**Exercise instructions**
List every line in the items below that contains the word "query", copying each such line in full.

[Annotation data for object locations]
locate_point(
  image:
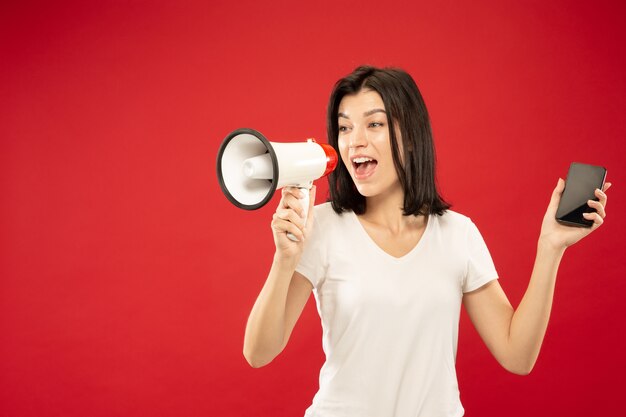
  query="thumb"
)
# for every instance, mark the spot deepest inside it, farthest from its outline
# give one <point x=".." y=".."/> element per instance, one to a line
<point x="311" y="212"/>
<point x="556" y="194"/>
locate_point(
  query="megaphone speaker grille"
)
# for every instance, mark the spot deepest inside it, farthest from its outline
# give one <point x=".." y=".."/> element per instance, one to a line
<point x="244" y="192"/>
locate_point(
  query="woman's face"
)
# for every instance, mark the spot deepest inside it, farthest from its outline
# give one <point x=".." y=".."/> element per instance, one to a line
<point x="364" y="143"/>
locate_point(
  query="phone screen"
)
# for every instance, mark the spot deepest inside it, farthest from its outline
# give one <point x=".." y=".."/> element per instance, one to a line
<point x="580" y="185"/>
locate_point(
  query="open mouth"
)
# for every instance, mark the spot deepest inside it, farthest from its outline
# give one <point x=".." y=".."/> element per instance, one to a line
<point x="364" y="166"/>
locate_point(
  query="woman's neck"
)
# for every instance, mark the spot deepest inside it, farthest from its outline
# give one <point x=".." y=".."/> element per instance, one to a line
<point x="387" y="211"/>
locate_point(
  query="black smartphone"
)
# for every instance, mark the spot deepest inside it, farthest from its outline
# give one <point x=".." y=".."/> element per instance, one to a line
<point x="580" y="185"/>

...

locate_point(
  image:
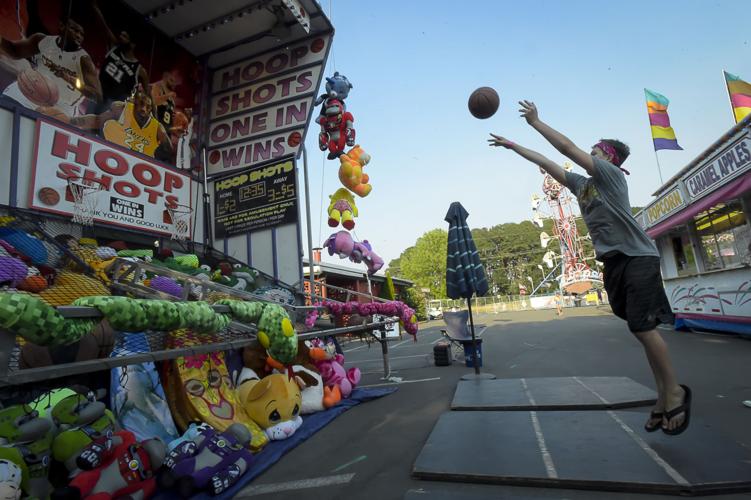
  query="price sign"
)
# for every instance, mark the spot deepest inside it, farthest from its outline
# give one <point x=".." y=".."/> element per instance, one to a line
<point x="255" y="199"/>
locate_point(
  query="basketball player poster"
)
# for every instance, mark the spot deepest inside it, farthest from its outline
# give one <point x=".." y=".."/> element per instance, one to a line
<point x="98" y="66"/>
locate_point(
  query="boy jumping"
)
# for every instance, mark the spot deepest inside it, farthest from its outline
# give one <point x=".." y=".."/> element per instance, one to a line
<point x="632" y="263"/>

**The result**
  query="thumb"
  query="megaphone speaker grille"
  query="woman's face"
  query="phone screen"
  query="open mouth"
  query="woman's neck"
  query="black smartphone"
  query="price sign"
  query="basketball player poster"
  query="boy jumping"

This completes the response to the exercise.